Rewrite every line of the material below as a numbered list, one line per item, skipping any blank lines.

Dataset records:
───

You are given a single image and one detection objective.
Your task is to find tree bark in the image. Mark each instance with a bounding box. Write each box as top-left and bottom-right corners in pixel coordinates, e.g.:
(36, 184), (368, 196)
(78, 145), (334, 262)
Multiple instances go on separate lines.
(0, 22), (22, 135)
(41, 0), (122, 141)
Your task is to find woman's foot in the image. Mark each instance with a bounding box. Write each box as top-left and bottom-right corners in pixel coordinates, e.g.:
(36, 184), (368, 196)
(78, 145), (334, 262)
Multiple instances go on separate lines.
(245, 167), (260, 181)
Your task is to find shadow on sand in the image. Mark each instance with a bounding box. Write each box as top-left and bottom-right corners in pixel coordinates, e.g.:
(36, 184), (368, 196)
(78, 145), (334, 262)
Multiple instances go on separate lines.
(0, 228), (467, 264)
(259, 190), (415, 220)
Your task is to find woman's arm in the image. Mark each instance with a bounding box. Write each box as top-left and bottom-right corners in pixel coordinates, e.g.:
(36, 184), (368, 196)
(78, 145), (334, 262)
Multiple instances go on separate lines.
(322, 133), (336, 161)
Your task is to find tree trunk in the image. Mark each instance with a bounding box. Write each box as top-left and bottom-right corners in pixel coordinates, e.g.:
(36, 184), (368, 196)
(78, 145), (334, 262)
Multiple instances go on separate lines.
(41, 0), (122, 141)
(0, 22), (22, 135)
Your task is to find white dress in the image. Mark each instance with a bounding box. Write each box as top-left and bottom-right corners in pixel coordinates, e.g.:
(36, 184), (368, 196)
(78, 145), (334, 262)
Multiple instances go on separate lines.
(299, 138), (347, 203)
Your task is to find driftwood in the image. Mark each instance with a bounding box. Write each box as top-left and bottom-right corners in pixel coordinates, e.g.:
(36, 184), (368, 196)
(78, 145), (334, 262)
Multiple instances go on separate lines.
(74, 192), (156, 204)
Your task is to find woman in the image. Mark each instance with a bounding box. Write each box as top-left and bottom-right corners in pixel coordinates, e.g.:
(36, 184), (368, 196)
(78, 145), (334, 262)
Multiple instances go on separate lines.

───

- [Result of this task]
1. You are given a single image and one detection objective.
2. Your task is to find tree bark in the image. Mark each instance with a bounding box. Write each box as top-left and bottom-right corners in pixel coordinates, e.g.:
3. (36, 184), (368, 196)
4. (78, 145), (334, 262)
5. Multiple instances go on separate lines.
6. (0, 22), (22, 135)
7. (41, 0), (122, 141)
8. Your task is to find woman's foot in the image. Mark each instance with a bounding box. Write each box as top-left and bottom-right corners in pixel coordinates, e.g.:
9. (36, 184), (368, 196)
10. (78, 145), (334, 262)
11. Multiple instances go on separate lines.
12. (245, 167), (260, 181)
13. Your task is to find shadow on sand in the image. Mark each instance with a bounding box. Write each box as top-left and bottom-right corners in pixel coordinates, e.g.:
14. (36, 184), (368, 196)
15. (78, 145), (334, 262)
16. Multiple instances go on separate lines.
17. (0, 228), (467, 264)
18. (259, 190), (415, 220)
19. Your task is to find woman's arm in the image. Mark each instance with a bounding box. Write each box as top-left and bottom-right corners in pixel coordinates, e.g.:
20. (36, 184), (368, 196)
21. (78, 145), (334, 262)
22. Multiple instances go on separate lines.
23. (322, 133), (336, 161)
24. Your task is to find tree trunk in the image. Mark each instance with a bounding box. Write each box as top-left and bottom-right corners in pixel coordinates, e.g.:
25. (36, 184), (368, 196)
26. (78, 145), (334, 262)
27. Multiple instances go on separate lines.
28. (41, 0), (122, 141)
29. (0, 22), (22, 135)
30. Your task is to find white dress in the image. Mark each instance with a bounding box. Write each box as top-left and bottom-right corners in pixel coordinates, e.g.:
31. (36, 184), (368, 196)
32. (78, 145), (334, 262)
33. Multiple instances go on separate lines.
34. (299, 138), (347, 203)
35. Your task is to find driftwood in the image. Mark each instance with a bounding box. Write each box as top-left and bottom-right corners in pixel coordinates, e.g.:
36. (36, 184), (368, 196)
37. (78, 145), (334, 262)
38. Multiple instances go on separate lines.
39. (74, 192), (156, 204)
40. Your task is to find woman in the image. Mark each instance with a bounding box. Write each box as top-left and bottom-right corners in pixel coordinates, e.g.:
41. (36, 184), (368, 196)
42. (78, 145), (334, 262)
43. Multiple instances go on separate lines.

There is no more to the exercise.